- Text shown:

* * * * * * *

Hold on, we're almost half-way through 2004 already, they're not even out in Japan yet; the USA still hasn't managed to convert to GSM let alone UMTS or any other 3G standard, there's probably a tonne of localisation to do, and you're expecting to see these things worldwide in 2005?
You must be joking, right?
I know this is off topic, but if you haven't spent enough time with your dog to know what he/she is thinking, feeling, and expressing without a fscking dog bark translator, then you're probably a crappy 'parent'.
Right now my dog (Jenny) is laying on the chair next to my computer desk with her head propped up on the arm, staring at me with one ear perked straight up. That clearly says "You're supposed to be petting me instead of browsing Slashdot, you moron." Just learn how to speak dog, it's cheaper and more rewarding.
They actually want to make a regular computer inside the cell phone.. I actually want a cell phone that can be heard everywhere, with a nice battery and perhaps send pictures and such (which can already be done).
I don't even want that much. Was with you until you said pictures. All I want is a phone with a good battery life and a decent address book. I don't mind a few other features (such as a calculator or a few simple games like Tetris to pass the time if I am stuck at the airport) but they had better not murder my battery life or distract me from the main features of the phone.

* * * * * * *

- Supplied data:
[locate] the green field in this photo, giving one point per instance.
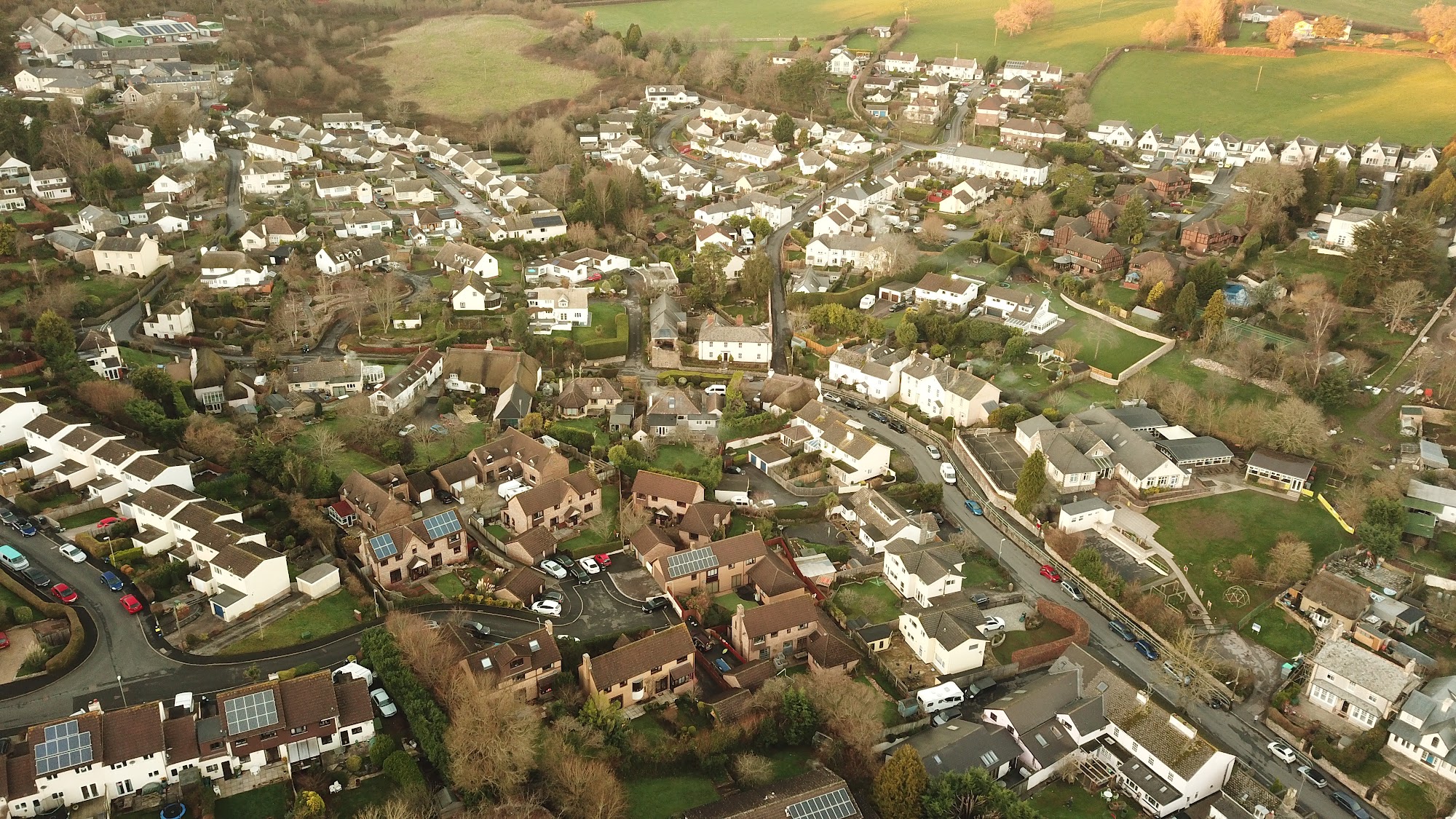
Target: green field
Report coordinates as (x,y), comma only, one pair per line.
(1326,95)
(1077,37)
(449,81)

* * * * * * *

- What is being asked:
Copy all of the forum comments exactly, changing nothing. The lines have no role here.

- Task response:
Hold on, we're almost half-way through 2004 already, they're not even out in Japan yet; the USA still hasn't managed to convert to GSM let alone UMTS or any other 3G standard, there's probably a tonne of localisation to do, and you're expecting to see these things worldwide in 2005?
You must be joking, right?
I know this is off topic, but if you haven't spent enough time with your dog to know what he/she is thinking, feeling, and expressing without a fscking dog bark translator, then you're probably a crappy 'parent'.
Right now my dog (Jenny) is laying on the chair next to my computer desk with her head propped up on the arm, staring at me with one ear perked straight up. That clearly says "You're supposed to be petting me instead of browsing Slashdot, you moron." Just learn how to speak dog, it's cheaper and more rewarding.
They actually want to make a regular computer inside the cell phone.. I actually want a cell phone that can be heard everywhere, with a nice battery and perhaps send pictures and such (which can already be done).
I don't even want that much. Was with you until you said pictures. All I want is a phone with a good battery life and a decent address book. I don't mind a few other features (such as a calculator or a few simple games like Tetris to pass the time if I am stuck at the airport) but they had better not murder my battery life or distract me from the main features of the phone.